■ Task objective:
Render the five items below as a two-column CSV with the columns instruction and polygons, one row per item. Put each item's text and its answer in a single quoted field each, with line breaks replaced by spaces, and leave out the pictures.

■ Data:
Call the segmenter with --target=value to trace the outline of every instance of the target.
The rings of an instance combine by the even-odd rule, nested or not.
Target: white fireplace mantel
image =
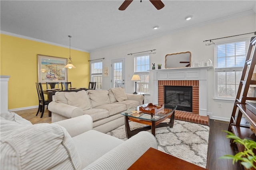
[[[158,80],[199,80],[199,115],[207,115],[208,70],[212,66],[150,70],[154,89],[158,89]],[[151,76],[152,77],[152,76]],[[154,91],[153,103],[158,103],[158,91]]]

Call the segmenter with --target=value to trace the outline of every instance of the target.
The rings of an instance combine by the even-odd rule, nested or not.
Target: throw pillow
[[[91,103],[85,90],[77,92],[66,92],[65,97],[68,100],[68,104],[77,107],[83,110],[92,108]]]
[[[108,90],[87,90],[93,108],[106,104],[110,104]]]
[[[108,90],[108,92],[109,92],[108,96],[109,96],[109,99],[110,100],[110,103],[113,103],[117,102],[117,100],[116,99],[116,98],[115,98],[115,96],[114,96],[113,92],[112,92],[112,89],[109,89]]]
[[[112,92],[116,99],[118,102],[122,102],[128,100],[123,87],[117,87],[112,89]]]

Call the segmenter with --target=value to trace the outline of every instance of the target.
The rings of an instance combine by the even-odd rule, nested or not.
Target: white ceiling
[[[253,10],[255,0],[1,0],[1,31],[90,52]],[[192,16],[188,21],[187,16]],[[154,26],[158,25],[156,30]],[[253,30],[254,31],[255,30]]]

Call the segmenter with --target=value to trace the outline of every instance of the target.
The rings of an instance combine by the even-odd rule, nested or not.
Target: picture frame
[[[68,59],[37,55],[38,82],[67,82]]]
[[[103,68],[103,76],[104,77],[108,77],[108,67],[104,67]]]

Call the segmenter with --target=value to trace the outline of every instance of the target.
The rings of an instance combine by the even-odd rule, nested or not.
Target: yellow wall
[[[0,74],[10,76],[8,109],[38,105],[37,55],[68,58],[69,49],[1,34]],[[90,79],[88,53],[71,49],[76,68],[68,70],[72,87],[87,87]],[[43,88],[46,88],[43,84]]]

■ Complete response:
instruction,polygons
"Call the segmenter with --target=value to trace the outline of every instance of the target. The rings of an instance combine by the even-odd rule, nested or not. Target: white fireplace mantel image =","[[[158,80],[199,80],[199,115],[207,115],[208,70],[212,66],[150,70],[154,89],[158,89]],[[151,76],[152,77],[152,76]],[[154,91],[153,103],[158,103],[158,91]]]"
"Call the segmenter with --target=value to trace the outline of every instance of the target. The rings of an instance combine by the even-odd rule, nested or not. Target: throw pillow","[[[91,103],[85,90],[77,92],[66,92],[65,97],[68,100],[68,104],[77,107],[83,110],[92,108]]] [[[108,90],[87,90],[93,108],[106,104],[110,104]]] [[[108,90],[108,92],[109,92],[108,96],[109,96],[109,99],[110,100],[110,103],[113,103],[117,102],[117,100],[116,99],[116,98],[115,98],[115,96],[114,96],[113,92],[112,92],[112,89],[109,89]]] [[[112,92],[116,99],[118,102],[122,102],[128,100],[123,87],[117,87],[112,89]]]"
"Call the segmenter with --target=value to trace the outline of every instance of the target. The rings of an instance combine by the even-odd rule, nested or not. Target: white ceiling","[[[253,10],[255,0],[1,0],[1,31],[90,52]],[[192,16],[188,21],[187,16]],[[154,26],[158,25],[156,30]],[[253,30],[254,31],[255,30]]]"
"Call the segmenter with --target=value to trace the outline of every instance of the target. The rings of an instance combine by the even-odd rule, nested or not. Target: picture frame","[[[68,59],[37,55],[38,82],[67,82]]] [[[103,68],[103,76],[104,77],[108,77],[108,67],[104,67]]]"
"Call the segmenter with --target=value to trace the outline of every instance of the target. The rings of an instance combine by the even-odd rule, nested or not. Target: yellow wall","[[[0,74],[10,76],[8,109],[38,105],[37,55],[68,58],[69,49],[1,34]],[[90,79],[88,53],[71,49],[76,68],[68,70],[72,87],[87,87]],[[43,88],[46,88],[43,84]]]"